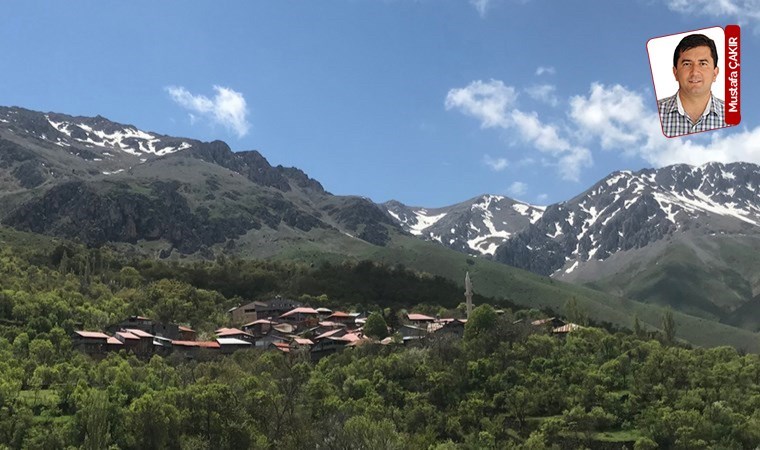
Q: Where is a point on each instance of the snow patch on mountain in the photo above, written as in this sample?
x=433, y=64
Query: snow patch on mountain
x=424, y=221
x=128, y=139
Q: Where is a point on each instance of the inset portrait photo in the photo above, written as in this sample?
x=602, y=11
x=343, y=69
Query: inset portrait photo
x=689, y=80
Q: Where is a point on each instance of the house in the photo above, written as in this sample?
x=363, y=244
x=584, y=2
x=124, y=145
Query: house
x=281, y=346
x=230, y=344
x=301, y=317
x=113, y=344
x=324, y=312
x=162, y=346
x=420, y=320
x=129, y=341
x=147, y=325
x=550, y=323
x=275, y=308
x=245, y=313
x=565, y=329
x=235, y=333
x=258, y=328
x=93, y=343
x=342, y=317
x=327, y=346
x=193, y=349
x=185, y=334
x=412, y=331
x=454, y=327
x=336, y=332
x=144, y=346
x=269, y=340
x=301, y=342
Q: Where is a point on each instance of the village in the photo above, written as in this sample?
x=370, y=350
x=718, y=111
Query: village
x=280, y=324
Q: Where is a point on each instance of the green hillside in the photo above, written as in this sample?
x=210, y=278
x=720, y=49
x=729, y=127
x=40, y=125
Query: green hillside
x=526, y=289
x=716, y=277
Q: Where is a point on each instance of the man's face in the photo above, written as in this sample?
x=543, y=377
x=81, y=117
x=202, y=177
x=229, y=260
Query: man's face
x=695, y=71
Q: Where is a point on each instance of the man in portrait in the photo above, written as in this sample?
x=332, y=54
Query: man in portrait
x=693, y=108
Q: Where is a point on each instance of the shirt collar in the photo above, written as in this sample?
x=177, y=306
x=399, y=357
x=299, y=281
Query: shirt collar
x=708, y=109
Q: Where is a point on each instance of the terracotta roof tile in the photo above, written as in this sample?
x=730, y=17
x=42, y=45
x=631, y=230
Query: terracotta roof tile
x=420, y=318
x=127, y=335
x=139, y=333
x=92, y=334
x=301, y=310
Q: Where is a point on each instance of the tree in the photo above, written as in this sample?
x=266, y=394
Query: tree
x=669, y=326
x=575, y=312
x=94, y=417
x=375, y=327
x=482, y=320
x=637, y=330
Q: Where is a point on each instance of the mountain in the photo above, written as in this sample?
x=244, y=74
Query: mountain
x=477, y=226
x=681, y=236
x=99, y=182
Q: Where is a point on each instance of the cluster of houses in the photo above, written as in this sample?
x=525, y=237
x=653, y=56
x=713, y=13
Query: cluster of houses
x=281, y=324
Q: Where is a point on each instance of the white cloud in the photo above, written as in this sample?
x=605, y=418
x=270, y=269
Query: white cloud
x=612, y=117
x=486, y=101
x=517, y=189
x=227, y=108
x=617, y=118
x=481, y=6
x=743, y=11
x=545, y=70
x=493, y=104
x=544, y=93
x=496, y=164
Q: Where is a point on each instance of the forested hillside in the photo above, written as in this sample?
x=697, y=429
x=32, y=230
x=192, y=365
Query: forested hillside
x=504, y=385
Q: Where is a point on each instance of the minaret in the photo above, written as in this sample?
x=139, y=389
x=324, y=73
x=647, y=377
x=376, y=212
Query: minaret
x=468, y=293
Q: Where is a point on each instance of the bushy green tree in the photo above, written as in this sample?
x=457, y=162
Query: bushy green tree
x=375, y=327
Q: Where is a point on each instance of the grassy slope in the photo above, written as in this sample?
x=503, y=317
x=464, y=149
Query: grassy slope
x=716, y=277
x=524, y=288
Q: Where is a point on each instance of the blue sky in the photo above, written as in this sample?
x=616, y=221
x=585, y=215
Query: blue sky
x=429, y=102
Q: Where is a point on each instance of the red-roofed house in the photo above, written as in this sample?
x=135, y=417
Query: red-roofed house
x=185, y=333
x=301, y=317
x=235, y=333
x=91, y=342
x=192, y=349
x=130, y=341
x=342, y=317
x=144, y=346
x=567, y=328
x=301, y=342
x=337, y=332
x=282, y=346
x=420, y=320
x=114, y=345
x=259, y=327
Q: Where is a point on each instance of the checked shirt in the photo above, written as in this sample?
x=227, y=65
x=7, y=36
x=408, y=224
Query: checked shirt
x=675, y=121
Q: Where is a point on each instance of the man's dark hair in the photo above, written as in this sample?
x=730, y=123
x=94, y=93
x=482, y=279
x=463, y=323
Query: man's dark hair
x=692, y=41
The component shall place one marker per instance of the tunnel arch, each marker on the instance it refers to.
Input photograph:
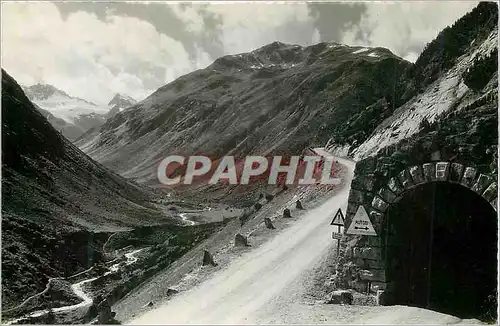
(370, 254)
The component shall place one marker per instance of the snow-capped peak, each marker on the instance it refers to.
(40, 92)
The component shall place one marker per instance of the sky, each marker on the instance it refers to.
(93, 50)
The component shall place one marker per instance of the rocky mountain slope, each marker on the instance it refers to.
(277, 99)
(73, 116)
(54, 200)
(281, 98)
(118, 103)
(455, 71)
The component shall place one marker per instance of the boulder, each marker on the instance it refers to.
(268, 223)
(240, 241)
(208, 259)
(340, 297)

************

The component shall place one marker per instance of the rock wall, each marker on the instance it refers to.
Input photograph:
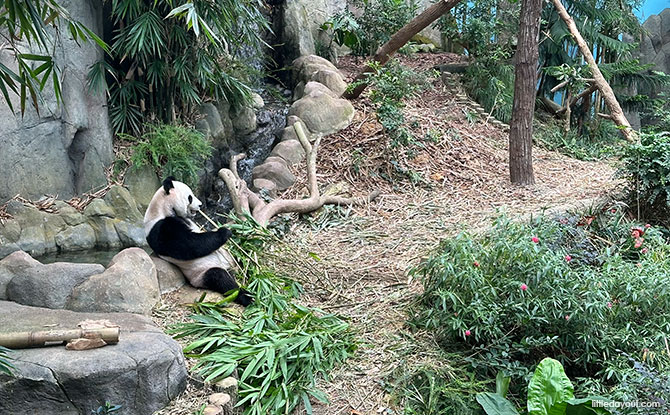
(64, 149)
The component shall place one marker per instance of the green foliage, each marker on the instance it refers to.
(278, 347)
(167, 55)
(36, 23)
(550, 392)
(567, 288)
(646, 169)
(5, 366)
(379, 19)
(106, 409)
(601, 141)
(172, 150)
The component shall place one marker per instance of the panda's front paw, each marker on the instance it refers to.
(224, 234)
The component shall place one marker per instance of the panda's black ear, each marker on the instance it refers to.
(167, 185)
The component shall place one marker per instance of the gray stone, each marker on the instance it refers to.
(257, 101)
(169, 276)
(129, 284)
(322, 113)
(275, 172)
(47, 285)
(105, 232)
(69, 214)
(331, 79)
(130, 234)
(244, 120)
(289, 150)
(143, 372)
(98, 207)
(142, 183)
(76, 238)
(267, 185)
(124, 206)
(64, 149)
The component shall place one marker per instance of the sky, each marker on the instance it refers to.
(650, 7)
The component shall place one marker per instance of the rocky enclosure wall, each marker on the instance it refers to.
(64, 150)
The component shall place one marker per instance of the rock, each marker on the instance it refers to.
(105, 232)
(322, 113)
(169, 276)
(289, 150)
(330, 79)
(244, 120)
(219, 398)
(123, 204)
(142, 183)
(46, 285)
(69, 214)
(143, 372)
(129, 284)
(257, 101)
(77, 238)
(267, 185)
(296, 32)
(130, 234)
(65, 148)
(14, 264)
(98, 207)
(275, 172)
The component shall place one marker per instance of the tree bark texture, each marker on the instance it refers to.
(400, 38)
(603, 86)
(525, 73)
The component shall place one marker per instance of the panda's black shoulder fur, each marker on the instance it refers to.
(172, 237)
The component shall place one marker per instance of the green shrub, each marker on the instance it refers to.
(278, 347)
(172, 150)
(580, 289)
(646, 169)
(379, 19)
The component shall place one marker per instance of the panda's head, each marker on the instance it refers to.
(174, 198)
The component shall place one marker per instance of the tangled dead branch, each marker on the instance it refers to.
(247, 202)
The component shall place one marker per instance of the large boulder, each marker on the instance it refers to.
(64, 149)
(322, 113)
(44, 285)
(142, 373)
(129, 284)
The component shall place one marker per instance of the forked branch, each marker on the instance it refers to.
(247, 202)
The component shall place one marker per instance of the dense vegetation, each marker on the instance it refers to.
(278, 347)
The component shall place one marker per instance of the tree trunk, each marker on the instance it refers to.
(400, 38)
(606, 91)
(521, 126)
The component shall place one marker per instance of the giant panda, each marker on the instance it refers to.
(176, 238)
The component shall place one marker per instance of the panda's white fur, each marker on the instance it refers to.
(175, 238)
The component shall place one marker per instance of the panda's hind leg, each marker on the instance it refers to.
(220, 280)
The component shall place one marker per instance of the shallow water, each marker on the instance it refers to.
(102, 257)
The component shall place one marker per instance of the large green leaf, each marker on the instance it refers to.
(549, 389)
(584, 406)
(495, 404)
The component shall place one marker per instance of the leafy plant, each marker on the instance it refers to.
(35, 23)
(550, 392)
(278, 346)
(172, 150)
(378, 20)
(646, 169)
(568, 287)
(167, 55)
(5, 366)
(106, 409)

************

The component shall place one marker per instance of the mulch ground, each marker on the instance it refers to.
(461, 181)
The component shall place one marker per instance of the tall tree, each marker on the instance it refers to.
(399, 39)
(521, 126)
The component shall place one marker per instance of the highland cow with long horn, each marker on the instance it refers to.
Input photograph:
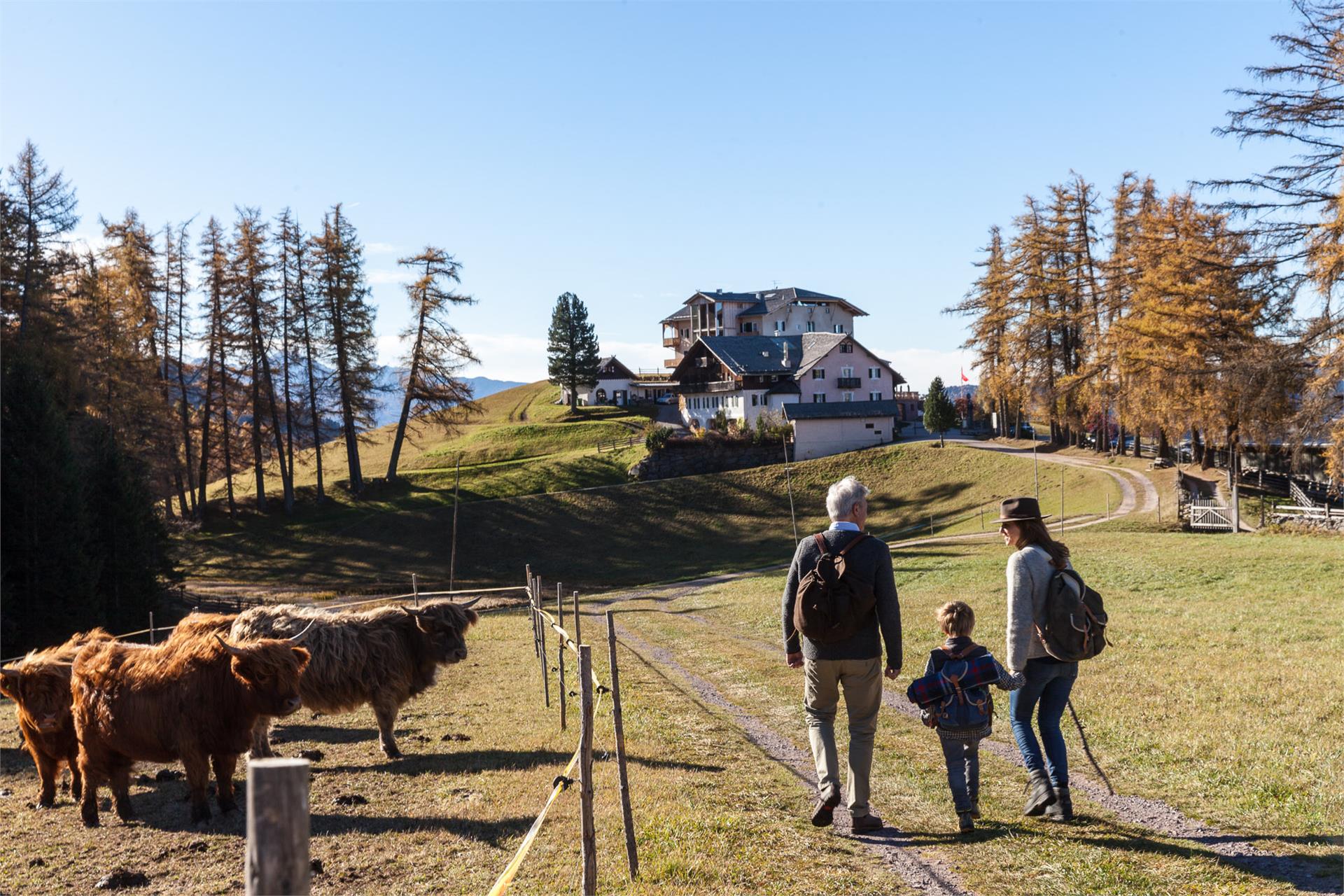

************

▶ Task to carry out
In the data above, start at the line that has "Q: Where is a point on each instance of the snow", stop after the line that has "x=602, y=11", and print every line in between exactly as it stands.

▶ Written response
Q: Where is a point on each instance of the snow patch on mountain in the photo above, written as in this sample?
x=433, y=64
Query: snow patch on mountain
x=424, y=221
x=128, y=139
Q: Where is a point on each instance of the inset portrait photo in the photo above, written as in this sample?
x=602, y=11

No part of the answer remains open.